*Stated problem 1*
Quote the part of the passage on building a word dictionary that falls between "At the same" and "realistic scenario IMHO.", inclusive.

-------- Provided passage

Let me explain what I had in mind, while not making any statement
about the likelihood that this is what actually happened in 1448 or
thereabouts.

Each slot could either have nothing or a single distinctive character.
This way a dictionary of 511 words could be built up (omitting the 
empty word). When building the dictionary, the author could, for each
slot, use not one single character, but two or three different ones,
which he would pick from, whenever the slot should not be empty. 
Thus the probability that the slot is empty is 0.5, that it has char-1
is 0.25 (for example) and that it has char-2 is also 0.25. In this
way not all possible combinations will be generated.
At the same time, the vocabulary size is still 511.

Alternatively, there could be 511 word patterns, and the dictionary
of 6000 words could be built up by allowing the multiple choices
as a scale factor independent of the word length. This is not a 
very realistic scenario IMHO.

Other ways of obtaining the 12-fold vocabulary size while still
maintaining a symmetric near-binomial length distribution:
- The use of nulls
- Using the 'alternative choice per slot' only at the stage
  of writing the text. I.e. the dictionary has 'okal' but the
  writer could write 'okal', 'otal', 'okar' as he desired.
- A third one which is more interesting.

Both of the first two options have the major problem that they
reduce the size of the actual vocabulary of the underlying text.

----------------

*Stated problem 2*
Gather every line of the records below that contains the string "green", matching case exactly.

-------- Provided material

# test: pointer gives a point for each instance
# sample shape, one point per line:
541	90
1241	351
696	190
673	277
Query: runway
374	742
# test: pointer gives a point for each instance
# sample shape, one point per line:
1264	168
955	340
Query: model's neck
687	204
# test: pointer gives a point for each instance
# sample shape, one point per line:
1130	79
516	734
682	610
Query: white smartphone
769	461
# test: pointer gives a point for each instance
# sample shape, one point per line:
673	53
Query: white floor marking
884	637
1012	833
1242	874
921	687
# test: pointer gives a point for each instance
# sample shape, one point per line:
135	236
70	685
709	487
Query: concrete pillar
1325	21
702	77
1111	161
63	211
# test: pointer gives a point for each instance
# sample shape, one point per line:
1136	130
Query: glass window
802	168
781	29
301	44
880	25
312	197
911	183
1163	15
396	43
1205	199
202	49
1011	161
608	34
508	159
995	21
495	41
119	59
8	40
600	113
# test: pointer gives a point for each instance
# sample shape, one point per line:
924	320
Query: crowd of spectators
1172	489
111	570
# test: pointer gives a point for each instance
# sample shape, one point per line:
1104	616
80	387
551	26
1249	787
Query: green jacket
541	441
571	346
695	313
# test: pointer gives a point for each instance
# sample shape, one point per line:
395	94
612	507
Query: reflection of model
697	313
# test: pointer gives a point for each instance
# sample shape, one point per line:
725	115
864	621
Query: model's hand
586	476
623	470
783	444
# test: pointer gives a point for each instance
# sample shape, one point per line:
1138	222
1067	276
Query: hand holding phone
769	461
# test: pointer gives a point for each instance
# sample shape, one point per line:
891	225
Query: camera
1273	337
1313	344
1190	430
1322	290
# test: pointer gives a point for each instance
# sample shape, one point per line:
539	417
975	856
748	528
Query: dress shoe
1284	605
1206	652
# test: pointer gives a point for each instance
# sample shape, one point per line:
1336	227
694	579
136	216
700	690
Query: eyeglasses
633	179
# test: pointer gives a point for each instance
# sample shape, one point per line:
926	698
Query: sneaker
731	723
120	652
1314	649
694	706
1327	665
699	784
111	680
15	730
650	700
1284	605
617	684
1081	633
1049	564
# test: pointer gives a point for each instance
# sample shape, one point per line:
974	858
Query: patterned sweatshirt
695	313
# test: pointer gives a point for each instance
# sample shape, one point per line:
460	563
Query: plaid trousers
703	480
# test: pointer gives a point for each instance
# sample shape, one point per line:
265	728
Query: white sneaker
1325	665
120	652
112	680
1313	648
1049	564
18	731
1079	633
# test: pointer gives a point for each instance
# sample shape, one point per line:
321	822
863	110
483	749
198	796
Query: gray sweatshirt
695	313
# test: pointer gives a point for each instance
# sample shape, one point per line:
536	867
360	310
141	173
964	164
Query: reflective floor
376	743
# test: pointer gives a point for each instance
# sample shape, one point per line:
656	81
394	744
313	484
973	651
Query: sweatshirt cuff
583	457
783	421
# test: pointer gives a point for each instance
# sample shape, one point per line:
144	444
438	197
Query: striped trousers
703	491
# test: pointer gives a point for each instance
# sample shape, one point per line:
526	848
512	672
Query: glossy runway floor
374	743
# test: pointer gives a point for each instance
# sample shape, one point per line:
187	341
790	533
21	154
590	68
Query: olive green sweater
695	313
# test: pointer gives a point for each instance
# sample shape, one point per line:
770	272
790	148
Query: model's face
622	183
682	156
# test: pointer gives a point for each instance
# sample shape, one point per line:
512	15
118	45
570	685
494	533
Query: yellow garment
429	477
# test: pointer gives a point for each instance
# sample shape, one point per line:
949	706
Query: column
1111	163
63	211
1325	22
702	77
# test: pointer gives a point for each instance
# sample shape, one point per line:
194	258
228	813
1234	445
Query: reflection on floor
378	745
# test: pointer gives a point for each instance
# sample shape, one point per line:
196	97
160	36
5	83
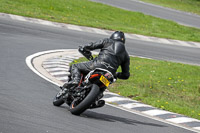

----------------

*Response 1*
At the same time, the vocabulary size is still 511.

Alternatively, there could be 511 word patterns, and the dictionary
of 6000 words could be built up by allowing the multiple choices
as a scale factor independent of the word length. This is not a 
very realistic scenario IMHO.

*Response 2*
Query: green jacket
Query: olive green sweater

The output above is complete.